What you will do -> Change "shredded cheddar cheese" to "grated parmesan cheese" in the stretch from the start of the lines through the line containing "M 220 40 L 233", and write that stretch out again with nothing else altered. Leave the pictures out.

Lines from a dataset ->

[START]

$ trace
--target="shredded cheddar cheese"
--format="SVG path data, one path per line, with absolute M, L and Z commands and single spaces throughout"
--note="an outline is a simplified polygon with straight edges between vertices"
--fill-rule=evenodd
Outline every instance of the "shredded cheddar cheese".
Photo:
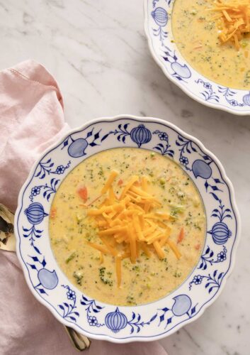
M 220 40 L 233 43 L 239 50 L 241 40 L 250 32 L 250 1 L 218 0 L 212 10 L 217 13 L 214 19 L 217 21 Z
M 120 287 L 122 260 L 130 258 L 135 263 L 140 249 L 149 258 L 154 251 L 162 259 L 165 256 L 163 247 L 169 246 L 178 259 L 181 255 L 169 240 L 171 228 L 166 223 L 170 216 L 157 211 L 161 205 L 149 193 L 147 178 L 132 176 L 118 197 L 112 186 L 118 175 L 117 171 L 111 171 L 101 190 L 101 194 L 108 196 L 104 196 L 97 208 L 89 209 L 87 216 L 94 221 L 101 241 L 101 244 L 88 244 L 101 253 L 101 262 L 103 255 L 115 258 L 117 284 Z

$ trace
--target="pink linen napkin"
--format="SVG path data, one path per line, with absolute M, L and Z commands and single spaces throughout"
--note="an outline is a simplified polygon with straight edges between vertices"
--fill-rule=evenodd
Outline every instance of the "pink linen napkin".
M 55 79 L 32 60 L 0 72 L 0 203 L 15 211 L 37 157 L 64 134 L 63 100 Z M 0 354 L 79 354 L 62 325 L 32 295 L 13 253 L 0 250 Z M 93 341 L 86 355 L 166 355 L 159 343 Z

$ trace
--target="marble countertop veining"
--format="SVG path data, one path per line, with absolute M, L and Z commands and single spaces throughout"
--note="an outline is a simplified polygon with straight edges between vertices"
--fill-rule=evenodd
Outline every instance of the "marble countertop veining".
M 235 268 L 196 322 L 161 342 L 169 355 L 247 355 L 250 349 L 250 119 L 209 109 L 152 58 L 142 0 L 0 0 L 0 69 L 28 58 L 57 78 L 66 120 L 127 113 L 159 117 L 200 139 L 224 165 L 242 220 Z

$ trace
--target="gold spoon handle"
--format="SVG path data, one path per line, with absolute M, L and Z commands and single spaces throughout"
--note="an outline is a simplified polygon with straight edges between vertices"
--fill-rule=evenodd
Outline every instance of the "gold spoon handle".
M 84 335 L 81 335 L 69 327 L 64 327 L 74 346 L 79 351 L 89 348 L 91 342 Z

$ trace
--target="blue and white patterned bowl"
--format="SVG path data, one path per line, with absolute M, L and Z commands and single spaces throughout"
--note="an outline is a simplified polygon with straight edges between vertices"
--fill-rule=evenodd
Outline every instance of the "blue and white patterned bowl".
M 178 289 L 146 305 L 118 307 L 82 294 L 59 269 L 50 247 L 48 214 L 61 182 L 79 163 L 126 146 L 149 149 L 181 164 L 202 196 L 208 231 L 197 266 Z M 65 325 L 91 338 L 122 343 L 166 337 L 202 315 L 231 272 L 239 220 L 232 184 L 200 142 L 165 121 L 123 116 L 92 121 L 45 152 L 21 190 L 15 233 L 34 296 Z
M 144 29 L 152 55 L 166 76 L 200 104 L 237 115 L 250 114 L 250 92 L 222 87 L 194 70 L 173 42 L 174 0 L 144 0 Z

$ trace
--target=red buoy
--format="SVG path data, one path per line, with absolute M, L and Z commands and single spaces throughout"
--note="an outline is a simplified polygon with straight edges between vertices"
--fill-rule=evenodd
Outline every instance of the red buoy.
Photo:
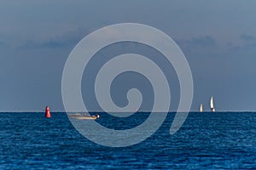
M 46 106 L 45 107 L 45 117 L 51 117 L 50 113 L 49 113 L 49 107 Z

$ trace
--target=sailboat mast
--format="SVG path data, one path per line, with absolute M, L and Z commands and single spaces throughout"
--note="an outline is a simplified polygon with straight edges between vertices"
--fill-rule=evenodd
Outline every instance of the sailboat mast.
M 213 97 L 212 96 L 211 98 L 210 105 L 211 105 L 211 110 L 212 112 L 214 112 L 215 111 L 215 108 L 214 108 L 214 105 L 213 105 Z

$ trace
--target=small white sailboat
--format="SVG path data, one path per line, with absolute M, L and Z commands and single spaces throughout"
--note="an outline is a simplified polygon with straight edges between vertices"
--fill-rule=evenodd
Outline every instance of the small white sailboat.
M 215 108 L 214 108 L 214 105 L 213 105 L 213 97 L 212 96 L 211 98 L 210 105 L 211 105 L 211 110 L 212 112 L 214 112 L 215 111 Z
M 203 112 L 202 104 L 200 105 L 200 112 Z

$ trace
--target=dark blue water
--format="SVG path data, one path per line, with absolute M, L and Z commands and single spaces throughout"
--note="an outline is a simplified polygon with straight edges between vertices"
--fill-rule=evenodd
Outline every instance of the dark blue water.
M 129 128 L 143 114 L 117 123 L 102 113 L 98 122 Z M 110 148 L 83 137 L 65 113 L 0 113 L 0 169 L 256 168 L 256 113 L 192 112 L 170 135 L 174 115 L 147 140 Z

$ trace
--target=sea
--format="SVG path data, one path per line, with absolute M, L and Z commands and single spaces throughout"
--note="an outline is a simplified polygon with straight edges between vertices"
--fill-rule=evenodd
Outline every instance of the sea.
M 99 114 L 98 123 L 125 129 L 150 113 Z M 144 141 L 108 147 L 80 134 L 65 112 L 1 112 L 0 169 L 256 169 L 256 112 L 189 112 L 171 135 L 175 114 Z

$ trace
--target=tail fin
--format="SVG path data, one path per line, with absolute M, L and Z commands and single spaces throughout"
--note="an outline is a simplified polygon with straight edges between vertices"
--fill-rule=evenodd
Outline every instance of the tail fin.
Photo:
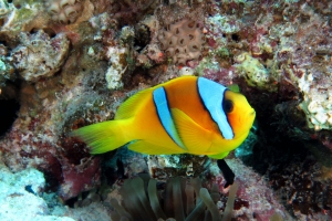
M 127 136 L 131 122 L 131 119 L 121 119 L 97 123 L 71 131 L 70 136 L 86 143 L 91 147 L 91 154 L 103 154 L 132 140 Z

[END]

Complete output ->
$ trace
--target="grated parmesan cheese"
--format="SVG path data, one path per line, with absolute M, L and Z commands and single spaces throughout"
--note="an outline is a simplified polygon with straight edges between vertices"
--fill-rule=evenodd
Outline every instance of the "grated parmesan cheese".
Photo:
M 220 40 L 233 43 L 239 50 L 241 40 L 250 32 L 250 1 L 218 0 L 212 10 L 217 13 L 214 19 L 217 21 Z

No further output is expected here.